*SET EXERCISE*
Retype every one of the rows below verbatim, keeping their order.
__________
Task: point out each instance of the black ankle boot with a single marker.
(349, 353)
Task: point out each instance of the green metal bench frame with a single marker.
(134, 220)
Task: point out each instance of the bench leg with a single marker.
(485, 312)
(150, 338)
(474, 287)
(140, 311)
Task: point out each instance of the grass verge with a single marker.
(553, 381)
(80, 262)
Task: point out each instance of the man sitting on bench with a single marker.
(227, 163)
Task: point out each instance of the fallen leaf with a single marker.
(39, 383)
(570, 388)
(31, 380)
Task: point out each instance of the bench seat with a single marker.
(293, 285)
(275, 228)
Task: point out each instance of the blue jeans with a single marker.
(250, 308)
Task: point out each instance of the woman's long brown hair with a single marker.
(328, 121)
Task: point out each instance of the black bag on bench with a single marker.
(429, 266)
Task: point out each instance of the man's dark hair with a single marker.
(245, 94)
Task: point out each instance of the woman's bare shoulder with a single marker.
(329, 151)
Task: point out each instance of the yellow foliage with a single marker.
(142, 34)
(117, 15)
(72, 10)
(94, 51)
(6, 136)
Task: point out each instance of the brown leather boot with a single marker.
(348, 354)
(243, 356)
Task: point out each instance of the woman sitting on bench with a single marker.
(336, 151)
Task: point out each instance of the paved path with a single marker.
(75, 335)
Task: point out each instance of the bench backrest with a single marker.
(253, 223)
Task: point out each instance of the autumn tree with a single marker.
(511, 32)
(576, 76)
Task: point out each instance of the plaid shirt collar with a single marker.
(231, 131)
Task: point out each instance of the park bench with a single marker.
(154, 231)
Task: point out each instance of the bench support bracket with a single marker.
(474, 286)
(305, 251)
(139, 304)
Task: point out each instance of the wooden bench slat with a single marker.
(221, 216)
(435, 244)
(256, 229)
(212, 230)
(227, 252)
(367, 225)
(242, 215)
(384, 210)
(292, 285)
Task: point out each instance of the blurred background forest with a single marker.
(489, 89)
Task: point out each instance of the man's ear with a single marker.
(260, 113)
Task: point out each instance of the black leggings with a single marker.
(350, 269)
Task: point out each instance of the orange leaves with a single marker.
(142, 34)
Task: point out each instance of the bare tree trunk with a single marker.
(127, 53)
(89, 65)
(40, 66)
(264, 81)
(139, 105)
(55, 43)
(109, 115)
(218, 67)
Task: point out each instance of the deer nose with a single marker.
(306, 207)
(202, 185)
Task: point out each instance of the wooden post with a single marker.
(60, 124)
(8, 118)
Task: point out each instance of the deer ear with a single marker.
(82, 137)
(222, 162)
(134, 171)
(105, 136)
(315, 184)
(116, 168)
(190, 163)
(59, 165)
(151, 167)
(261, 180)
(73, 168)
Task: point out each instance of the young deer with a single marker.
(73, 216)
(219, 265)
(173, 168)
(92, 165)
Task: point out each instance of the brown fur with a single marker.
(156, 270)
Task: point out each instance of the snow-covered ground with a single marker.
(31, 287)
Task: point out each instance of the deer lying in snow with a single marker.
__________
*ANSWER TO THE TASK*
Task: point out each instance of the black ankle boot with a single marker.
(349, 353)
Task: point out each instance of the green metal bench frame with a single marker.
(134, 220)
Task: point out each instance of the bench leg with a single marker.
(485, 312)
(150, 338)
(474, 287)
(140, 311)
Task: point out each instance of the grass verge with a single marker.
(553, 381)
(80, 262)
Task: point out each instance of the man sitting on bench with a single marker.
(227, 163)
Task: point out each instance of the fallen leaf with a single marker.
(39, 383)
(570, 388)
(31, 380)
Task: point out each instance of the bench seat with a single marker.
(293, 285)
(275, 228)
Task: point out each instance of the blue jeans with a single marker.
(250, 308)
Task: point out each instance of the woman's long brown hair with a single marker.
(328, 121)
Task: point out each instance of the black bag on bench with a single marker.
(429, 266)
Task: point out each instance of the man's dark hair with a single marker.
(245, 94)
Task: point out each instance of the woman's bare shoulder with a single marker.
(329, 151)
Task: point out each instance of the yellow foliage with a single marker.
(142, 34)
(117, 15)
(72, 10)
(94, 51)
(6, 136)
Task: point out each instance of the brown leather boot with a single marker.
(348, 354)
(243, 356)
Task: point out each instance of the woman sitting on bench with a single marker.
(336, 151)
Task: point out each instance of the paved path with a single marker.
(75, 335)
Task: point out each instance of the bench backrest with a single marker.
(253, 223)
Task: point out each instance of the autumn tree with a single marker.
(511, 32)
(576, 76)
Task: point out each instance of the plaid shirt collar with a single marker.
(231, 131)
Task: point out each instance of the park bench with a single marker.
(154, 231)
Task: point out each instance of the bench support bracket with a single marker.
(474, 286)
(305, 251)
(139, 304)
Task: point out each instance of the wooden bench slat with a single marker.
(221, 216)
(435, 244)
(256, 229)
(212, 230)
(227, 252)
(367, 225)
(242, 215)
(384, 210)
(292, 285)
Task: point out each instance of the blurred background forest with a single marker.
(489, 89)
Task: point out each instance of the man's ear with a single marker.
(260, 113)
Task: point out each instance of the black leggings with a single marker.
(350, 269)
Task: point out each instance of the orange leaves with a single marker.
(142, 34)
Task: point out each instance of the bare tree trunk with a single marker.
(127, 53)
(89, 65)
(40, 66)
(264, 81)
(139, 105)
(55, 43)
(109, 115)
(218, 67)
Task: point out each instance of the deer nose with a single marker.
(306, 207)
(202, 185)
Task: point out each instance of the wooden post with a single marker.
(60, 124)
(8, 118)
Task: point out each instance of the deer ear with a single marker.
(82, 137)
(222, 162)
(134, 171)
(105, 136)
(315, 184)
(116, 168)
(190, 163)
(59, 165)
(151, 167)
(261, 180)
(73, 168)
Task: point out each instance of the young deer with a single marker.
(73, 216)
(219, 265)
(173, 168)
(92, 165)
Task: point out each instance of the brown fur with a single marker.
(156, 270)
Task: point out each instance of the snow-covered ground with a single marker.
(31, 287)
Task: point out each instance of the deer lying in snow with a single marker.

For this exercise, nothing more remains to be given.